=== Article ===

American Journal of Physics, Vol. 69, No. 11, pp. 1212-1213, November 2001
(c)2001 American Association of Physics Teachers. All rights reserved.

Most students embarking on a major in physics probably anticipate that they will have the opportunity to elect one or more semesters of study in relativity, and many students majoring in mathematics and computer science also have a strong interest in the subject. Among the introductory texts on special relativity, Taylor and Wheeler's Spacetime Physics (SP), with its conversational tone and its emphasis on geometry, has long played an important role. However, there have been few if any books on general relativity that have managed to be both scholarly and truly introductory. Exploring Black Holes: Introduction to General Relativity (EBH) is just such a book. Through carefully chosen restrictions on coverage, the authors enable the serious study of general relativity by students who have completed a year of calculus and who are prepared for intellectual labor.

The book has been years in the making; there were several self-published preliminary versions. Thomas Roman of Central Connecticut State University provided a post-use review of the 1995 version (Scouting Black Holes: Exploring General Relativity with Calculus) in this journal 63, 1053-1054 (1995). EBH retains the basic structure of that earlier version, but the authors have made many improvements, additions, and corrections. The process of refinement continues: I am informed that Edwin Taylor uses each new printing of the text to correct errors and polish explanations.

=== Record list ===

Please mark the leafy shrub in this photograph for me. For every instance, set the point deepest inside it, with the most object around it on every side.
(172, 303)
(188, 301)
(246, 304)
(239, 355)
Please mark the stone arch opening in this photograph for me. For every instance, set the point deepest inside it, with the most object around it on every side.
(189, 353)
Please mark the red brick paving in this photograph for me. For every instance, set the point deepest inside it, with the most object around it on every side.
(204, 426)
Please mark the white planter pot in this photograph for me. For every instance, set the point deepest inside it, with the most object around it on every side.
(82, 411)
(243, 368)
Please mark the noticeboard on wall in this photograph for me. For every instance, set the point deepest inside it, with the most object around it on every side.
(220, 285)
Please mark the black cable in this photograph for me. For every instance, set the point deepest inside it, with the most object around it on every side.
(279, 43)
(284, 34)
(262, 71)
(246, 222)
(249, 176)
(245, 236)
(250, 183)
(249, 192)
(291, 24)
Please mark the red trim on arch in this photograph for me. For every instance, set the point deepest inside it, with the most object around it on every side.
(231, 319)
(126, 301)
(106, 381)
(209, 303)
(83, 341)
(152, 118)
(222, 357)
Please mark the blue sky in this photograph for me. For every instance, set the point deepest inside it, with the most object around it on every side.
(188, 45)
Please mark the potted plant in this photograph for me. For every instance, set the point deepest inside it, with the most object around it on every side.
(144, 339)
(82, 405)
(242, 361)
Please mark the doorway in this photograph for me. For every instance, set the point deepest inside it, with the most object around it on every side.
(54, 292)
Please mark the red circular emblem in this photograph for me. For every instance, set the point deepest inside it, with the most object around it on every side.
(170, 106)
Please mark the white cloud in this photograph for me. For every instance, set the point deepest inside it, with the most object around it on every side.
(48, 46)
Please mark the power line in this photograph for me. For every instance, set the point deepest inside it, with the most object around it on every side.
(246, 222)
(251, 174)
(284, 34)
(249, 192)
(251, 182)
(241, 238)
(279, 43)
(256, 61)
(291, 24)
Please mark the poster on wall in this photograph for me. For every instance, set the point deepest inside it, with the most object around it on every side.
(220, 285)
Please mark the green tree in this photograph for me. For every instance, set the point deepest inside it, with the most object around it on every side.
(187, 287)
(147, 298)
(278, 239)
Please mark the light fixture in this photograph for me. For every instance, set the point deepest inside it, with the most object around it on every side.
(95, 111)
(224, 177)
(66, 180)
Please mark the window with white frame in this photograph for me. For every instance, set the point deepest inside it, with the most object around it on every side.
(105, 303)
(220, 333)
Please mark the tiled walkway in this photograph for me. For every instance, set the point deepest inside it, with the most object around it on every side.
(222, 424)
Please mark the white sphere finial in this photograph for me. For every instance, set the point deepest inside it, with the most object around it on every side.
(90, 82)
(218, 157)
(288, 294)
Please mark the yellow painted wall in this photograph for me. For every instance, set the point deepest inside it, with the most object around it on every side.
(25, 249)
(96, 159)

===

Stated problem: Please continue the review of Exploring Black Holes above, starting right after its last sentence.

Output:
I used EBH in a course entitled "Topics in Physics: Relativity" at James Madison University during the Fall 2000 semester; the prerequisites were one year each of physics and calculus. Fourteen students enrolled for the course, and twelve completed it (six seniors, three juniors, and three sophomores). All had encountered special relativity in the introductory physics survey, and the upper-division physics majors had also spent a couple of weeks studying special relativity in a one-semester modern physics course.

EBH was one of three required texts, the other two being SP and Kip Thorne's Black Holes and Time Warps (a narrative of the development of general relativity as witnessed by one of its foremost practitioners). Approximately half of the semester was devoted to a thorough discussion of special relativity using SP. The first few chapters of Thorne's book werealso assigned in the first half of the semester, both to lighten the reading load during the second half and to accustom students to Einstein's geometrical vision of gravitation.

During the eight weeks devoted to general relativity, the class managed to cover all five chapters of EBH (Speeding, Curving, Plunging, Orbiting, and Seeing) and four of the seven "projects." Students found the project on the Global Positioning System (GPS) fascinating, both because several of them had used GPS devices and because general-relativistic effects must be included in the analysis in order to for the GPS system to be accurate enough to be useful.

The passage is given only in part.